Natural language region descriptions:
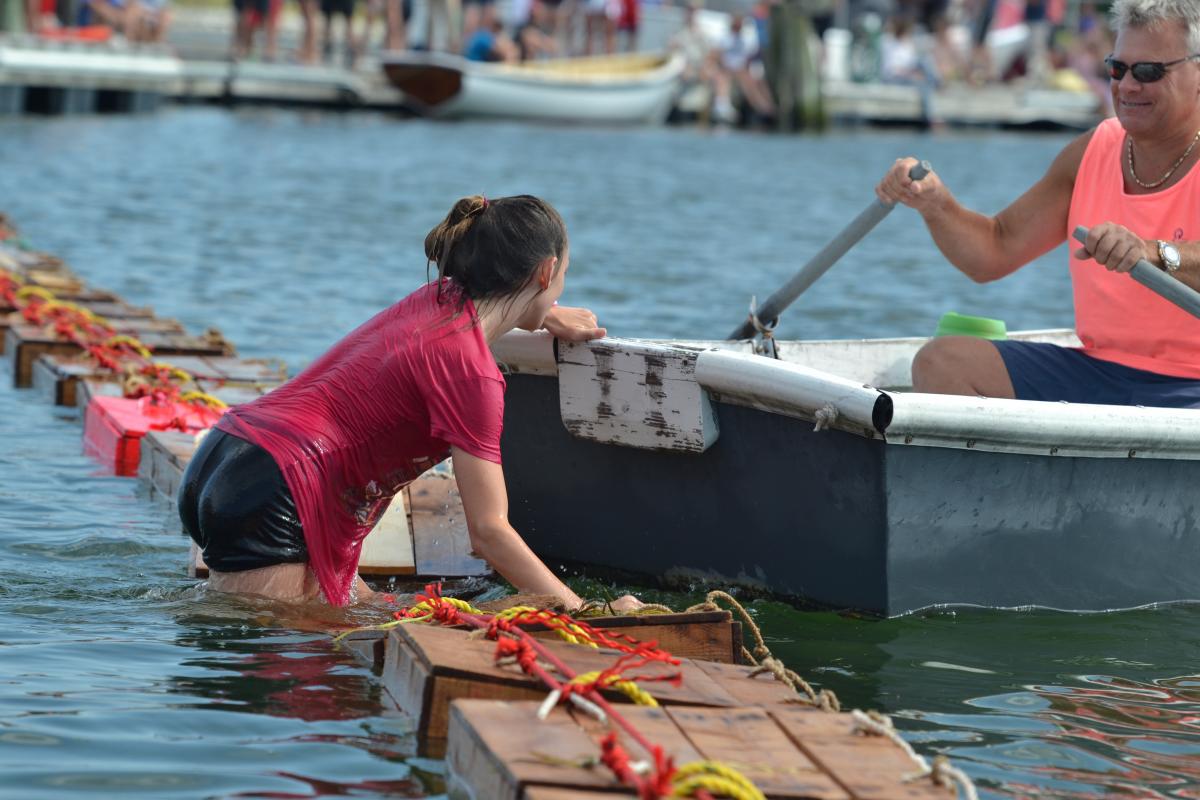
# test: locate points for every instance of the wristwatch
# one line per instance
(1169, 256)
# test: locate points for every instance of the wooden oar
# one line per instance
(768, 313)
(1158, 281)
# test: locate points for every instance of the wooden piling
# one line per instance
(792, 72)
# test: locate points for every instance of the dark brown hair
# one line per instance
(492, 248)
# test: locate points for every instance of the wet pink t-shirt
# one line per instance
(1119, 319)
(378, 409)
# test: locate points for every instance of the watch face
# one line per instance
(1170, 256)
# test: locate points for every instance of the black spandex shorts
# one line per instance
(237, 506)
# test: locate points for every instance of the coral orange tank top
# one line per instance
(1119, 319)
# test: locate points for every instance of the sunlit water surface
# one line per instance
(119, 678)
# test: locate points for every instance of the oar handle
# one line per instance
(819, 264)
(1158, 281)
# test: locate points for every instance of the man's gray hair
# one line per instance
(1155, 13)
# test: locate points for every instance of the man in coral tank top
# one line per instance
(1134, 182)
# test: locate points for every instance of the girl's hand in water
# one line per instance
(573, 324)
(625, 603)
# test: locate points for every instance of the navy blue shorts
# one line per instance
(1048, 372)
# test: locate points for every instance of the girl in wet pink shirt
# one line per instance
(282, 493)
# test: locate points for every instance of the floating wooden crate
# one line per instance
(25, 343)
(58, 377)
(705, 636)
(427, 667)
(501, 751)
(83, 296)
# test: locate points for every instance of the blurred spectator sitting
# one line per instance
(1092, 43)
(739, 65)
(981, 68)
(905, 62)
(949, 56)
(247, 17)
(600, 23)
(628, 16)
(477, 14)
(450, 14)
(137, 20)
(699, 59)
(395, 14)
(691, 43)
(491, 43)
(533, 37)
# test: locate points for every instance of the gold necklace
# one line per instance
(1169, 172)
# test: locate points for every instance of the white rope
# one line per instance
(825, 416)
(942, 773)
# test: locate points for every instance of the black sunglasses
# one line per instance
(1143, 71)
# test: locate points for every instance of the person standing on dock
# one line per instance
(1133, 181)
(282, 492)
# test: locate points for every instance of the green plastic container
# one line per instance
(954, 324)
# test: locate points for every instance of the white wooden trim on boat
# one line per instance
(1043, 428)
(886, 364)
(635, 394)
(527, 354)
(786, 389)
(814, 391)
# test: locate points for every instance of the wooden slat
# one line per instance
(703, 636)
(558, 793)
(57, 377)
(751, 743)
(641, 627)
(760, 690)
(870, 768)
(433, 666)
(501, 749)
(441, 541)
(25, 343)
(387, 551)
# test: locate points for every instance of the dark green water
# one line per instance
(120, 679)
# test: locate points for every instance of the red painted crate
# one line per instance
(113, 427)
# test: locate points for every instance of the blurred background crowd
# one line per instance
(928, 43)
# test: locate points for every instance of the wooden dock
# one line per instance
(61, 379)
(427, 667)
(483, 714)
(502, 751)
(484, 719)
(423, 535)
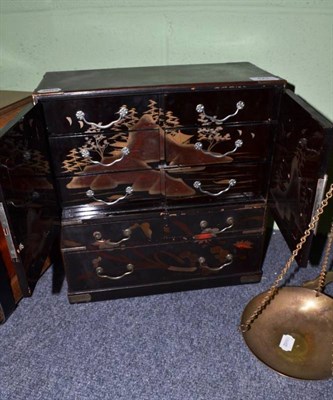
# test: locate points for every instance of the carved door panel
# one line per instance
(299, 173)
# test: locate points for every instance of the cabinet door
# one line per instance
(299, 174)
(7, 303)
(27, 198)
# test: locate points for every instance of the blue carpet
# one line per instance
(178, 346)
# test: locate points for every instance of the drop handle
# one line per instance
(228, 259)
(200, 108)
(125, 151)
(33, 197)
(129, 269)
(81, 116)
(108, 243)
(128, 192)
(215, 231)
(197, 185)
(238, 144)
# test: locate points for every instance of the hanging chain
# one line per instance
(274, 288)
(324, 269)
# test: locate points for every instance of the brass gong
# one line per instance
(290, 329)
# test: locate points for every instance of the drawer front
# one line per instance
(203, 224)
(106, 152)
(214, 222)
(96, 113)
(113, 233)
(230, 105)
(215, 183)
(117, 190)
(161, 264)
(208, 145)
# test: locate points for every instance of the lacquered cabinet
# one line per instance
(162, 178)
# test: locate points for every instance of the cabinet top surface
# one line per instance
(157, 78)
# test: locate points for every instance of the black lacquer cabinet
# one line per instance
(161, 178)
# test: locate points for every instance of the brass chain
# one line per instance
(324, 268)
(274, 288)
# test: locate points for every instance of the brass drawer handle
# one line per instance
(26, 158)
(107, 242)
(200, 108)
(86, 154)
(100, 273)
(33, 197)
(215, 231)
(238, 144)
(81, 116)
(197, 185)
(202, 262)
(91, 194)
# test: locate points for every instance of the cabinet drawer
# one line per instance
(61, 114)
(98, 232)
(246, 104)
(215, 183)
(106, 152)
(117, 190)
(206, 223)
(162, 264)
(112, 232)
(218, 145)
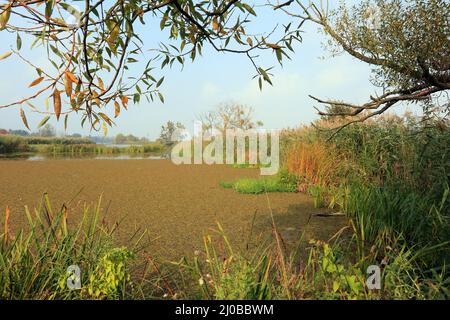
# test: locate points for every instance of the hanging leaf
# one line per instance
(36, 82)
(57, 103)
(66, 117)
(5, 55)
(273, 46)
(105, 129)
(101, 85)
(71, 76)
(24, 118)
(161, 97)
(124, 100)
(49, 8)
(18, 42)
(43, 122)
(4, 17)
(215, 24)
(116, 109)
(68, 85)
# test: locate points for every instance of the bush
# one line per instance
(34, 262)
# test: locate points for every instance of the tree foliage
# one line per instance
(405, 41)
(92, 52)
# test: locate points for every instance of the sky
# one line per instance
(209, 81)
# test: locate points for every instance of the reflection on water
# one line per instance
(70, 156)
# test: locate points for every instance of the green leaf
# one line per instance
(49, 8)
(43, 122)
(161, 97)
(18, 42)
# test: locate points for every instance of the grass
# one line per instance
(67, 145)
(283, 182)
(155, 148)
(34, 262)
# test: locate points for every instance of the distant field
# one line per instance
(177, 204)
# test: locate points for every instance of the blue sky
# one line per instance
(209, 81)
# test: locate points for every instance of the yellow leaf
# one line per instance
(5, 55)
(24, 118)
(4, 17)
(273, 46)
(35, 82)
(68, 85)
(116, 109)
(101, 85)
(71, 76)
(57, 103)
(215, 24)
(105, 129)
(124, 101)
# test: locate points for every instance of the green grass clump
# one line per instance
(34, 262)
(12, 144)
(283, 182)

__About this exercise__
Please report the number of lines in the data that include the word "hanging", and add no other text.

__Response below__
2